Travail demandé –
1: D'après le texte sur la résistance aux antimicrobiens, combien d'antibiotiques en cours de développement l'OMS a-t-elle recensés en 2019 ?
2: Reprenez le texte sur la résistance aux antimicrobiens et poursuivez-le après sa dernière phrase.

Extrait –
----------------------------------------

De plus, la surconsommation humaine et animale d’antimicrobiens entraîne une pollution de l’environnement par des résidus d’antimicrobiens provenant des déjections d’animaux, des fluides corporels humains, des déchets ménagers (médicaments improprement jetés ou déchets d’alimentation animale et végétale contenant elle-même des résidus) ou encore de déchets de production pharmaceutique, qui se retrouvent en grand nombre dans les sols, les eaux d’égoûts et les sources d’eaux potables. Et encore une fois, exposés de façon récurrente aux antimicrobiens, les microbes s’adaptent, se modifient et acquièrent des capacités de résistance.

Dans un tel contexte, le manque de nouveaux antimicrobiens et notamment de nouveaux antibiotiques ne fait qu’aggraver le phénomène. En 2019, l’Organisation Mondiale de la Santé (OMS) a recensé 50 antibiotiques en cours de développement dont 6 seulement classés comme novateurs. Depuis les années 90, nombre d’industriels ont en effet abandonné le créneau des antibiotiques, faute de rentabilité, pour se concentrer sur des filières plus lucratives comme les anticancéreux, ce qui explique pourquoi aucune nouvelle famille d’antibiotiques n’a été mise sur le marché depuis 30 ans. Les microbes sont donc exposés aux mêmes antimicrobiens depuis des années, favorisant ainsi leur capacité à développer une résistance aux traitements. Le sujet est d’autant plus épineux dans les pays en développement où l’accès aux médicaments de façon générale est problématique.

----------------------------------------

Lignes extraites
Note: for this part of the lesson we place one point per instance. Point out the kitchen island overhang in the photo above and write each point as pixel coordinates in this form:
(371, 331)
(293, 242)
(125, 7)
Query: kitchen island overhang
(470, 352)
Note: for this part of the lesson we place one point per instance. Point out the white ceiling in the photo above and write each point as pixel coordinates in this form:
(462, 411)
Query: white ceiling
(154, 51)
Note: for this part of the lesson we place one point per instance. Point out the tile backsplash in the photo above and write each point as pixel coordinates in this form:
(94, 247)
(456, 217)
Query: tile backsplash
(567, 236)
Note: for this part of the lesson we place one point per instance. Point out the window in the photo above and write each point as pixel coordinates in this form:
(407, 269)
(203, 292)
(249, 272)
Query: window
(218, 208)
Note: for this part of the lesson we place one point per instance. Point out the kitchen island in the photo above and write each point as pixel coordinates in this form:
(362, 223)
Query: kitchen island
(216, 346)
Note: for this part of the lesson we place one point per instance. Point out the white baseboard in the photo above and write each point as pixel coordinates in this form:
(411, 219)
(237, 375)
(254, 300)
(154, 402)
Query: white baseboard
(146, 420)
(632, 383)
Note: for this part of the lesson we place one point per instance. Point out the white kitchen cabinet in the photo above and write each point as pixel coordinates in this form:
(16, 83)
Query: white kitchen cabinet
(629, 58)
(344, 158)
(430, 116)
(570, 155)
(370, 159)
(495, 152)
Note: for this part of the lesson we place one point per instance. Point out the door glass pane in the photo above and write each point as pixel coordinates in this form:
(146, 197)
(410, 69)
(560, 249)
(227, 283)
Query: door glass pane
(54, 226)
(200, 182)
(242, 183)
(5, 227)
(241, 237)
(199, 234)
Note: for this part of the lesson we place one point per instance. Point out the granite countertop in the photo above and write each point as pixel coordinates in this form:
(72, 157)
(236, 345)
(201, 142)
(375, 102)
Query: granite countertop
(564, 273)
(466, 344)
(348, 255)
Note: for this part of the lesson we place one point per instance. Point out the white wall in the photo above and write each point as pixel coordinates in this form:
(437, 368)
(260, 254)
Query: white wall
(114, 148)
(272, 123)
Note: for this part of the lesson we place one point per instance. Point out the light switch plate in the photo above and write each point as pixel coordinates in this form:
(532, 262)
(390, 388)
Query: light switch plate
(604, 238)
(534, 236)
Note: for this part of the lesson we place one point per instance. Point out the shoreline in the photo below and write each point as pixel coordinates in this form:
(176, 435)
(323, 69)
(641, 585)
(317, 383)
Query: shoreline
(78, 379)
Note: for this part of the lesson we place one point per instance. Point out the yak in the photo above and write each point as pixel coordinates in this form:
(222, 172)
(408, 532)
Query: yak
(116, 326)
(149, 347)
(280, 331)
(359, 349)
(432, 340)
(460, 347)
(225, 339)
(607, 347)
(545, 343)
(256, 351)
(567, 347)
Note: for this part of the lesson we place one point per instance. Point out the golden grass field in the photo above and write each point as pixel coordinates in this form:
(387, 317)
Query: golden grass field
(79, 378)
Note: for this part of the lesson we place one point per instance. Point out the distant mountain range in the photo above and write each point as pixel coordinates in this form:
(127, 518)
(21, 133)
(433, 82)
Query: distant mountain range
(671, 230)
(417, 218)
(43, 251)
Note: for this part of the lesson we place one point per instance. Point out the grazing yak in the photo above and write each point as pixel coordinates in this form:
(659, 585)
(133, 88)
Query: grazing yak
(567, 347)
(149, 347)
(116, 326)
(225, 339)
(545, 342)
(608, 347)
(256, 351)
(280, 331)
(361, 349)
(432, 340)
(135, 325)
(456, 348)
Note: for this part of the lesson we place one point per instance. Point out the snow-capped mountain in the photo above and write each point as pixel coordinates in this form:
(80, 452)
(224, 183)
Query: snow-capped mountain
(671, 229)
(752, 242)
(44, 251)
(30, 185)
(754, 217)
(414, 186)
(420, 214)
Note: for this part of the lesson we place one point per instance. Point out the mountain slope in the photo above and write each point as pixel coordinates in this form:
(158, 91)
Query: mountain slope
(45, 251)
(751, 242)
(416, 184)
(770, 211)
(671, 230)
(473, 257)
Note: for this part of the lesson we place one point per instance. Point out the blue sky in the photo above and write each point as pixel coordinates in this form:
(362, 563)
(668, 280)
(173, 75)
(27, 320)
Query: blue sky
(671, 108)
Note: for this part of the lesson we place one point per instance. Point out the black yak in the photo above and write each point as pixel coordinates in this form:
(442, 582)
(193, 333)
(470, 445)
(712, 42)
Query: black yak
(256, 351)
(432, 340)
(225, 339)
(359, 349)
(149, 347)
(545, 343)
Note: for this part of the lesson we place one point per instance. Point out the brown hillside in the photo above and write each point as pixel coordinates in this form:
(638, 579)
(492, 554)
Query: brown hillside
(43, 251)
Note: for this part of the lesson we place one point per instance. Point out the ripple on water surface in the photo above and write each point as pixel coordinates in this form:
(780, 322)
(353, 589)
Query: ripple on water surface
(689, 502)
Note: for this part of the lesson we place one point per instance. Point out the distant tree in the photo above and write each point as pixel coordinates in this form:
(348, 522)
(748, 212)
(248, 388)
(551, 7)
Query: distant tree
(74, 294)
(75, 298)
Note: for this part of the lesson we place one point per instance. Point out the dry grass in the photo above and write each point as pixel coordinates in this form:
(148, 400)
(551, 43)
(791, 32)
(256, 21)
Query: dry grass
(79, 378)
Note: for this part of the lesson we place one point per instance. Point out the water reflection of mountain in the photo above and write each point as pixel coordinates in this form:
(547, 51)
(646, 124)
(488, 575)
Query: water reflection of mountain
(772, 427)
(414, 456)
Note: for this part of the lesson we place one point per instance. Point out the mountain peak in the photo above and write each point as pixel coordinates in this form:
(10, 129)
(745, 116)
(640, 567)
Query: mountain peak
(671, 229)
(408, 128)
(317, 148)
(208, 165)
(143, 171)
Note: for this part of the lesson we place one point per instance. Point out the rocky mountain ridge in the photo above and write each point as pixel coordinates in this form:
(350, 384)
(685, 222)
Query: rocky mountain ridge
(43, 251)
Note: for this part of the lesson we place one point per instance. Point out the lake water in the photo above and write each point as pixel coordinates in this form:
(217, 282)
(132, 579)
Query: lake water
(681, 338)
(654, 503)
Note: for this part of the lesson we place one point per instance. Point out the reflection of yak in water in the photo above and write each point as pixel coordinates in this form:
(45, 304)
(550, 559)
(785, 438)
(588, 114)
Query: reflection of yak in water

----------------------------------------

Réponses par tâche –
1: 50, dont 6 seulement classés comme novateurs.

2:
Il en résulte un nombre croissant de « super pathogènes » en circulation. Le système mondial de surveillance de la résistance aux antimicrobiens, créé par l’OMS en 2015, a par exemple révélé que plus de 20 % des souches d’E.coli étaient résistantes à la fois aux médicaments de première intention et de deuxième intention. De même, il y aurait eu en 2018 près de 500 000 cas de tuberculose résistante aux deux antituberculeux les plus efficaces habituellement.

Selon l’OMS, la résistance aux antimicrobiens fait aujourd’hui partie des plus grandes menaces de santé publique.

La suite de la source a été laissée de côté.